Work request –
Go through the following data and transcribe exactly the stretch of lines from the one holding "Target: purple globe amaranth flower" to the one holding "Target: round purple flower head", both included.

(Point localization data)
--- --- ---

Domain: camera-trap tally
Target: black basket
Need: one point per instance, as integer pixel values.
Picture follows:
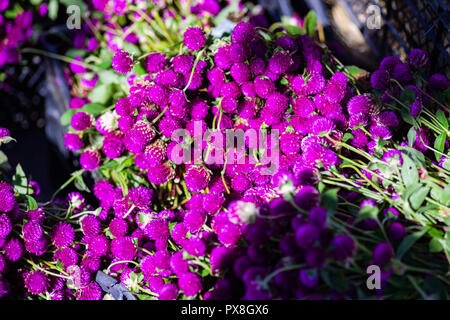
(405, 25)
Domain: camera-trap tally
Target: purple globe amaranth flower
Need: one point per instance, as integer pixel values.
(168, 291)
(379, 80)
(194, 39)
(197, 178)
(240, 72)
(155, 62)
(123, 248)
(194, 246)
(157, 229)
(32, 231)
(382, 254)
(418, 58)
(364, 104)
(90, 159)
(73, 142)
(5, 226)
(239, 52)
(36, 282)
(190, 284)
(264, 87)
(280, 62)
(4, 132)
(7, 199)
(243, 33)
(81, 121)
(342, 247)
(91, 292)
(307, 197)
(118, 227)
(415, 108)
(62, 235)
(122, 62)
(194, 220)
(90, 225)
(438, 82)
(160, 174)
(98, 246)
(124, 107)
(306, 235)
(316, 84)
(13, 250)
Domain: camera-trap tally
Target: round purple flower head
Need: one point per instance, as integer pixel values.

--- --- ---

Reply to the task –
Target: purple globe amaranth flower
Need: one point per instance, as integer pixel values.
(168, 291)
(379, 80)
(194, 39)
(197, 178)
(240, 72)
(155, 62)
(123, 248)
(194, 246)
(157, 229)
(32, 231)
(382, 254)
(418, 58)
(364, 104)
(90, 159)
(73, 142)
(5, 226)
(239, 52)
(36, 282)
(190, 284)
(264, 87)
(280, 62)
(4, 132)
(7, 199)
(243, 33)
(81, 121)
(342, 247)
(91, 292)
(307, 197)
(118, 227)
(415, 108)
(62, 235)
(122, 62)
(194, 220)
(90, 225)
(438, 82)
(160, 174)
(98, 246)
(124, 107)
(306, 235)
(316, 84)
(13, 250)
Domain: camera-trap tally
Target: round purple flower head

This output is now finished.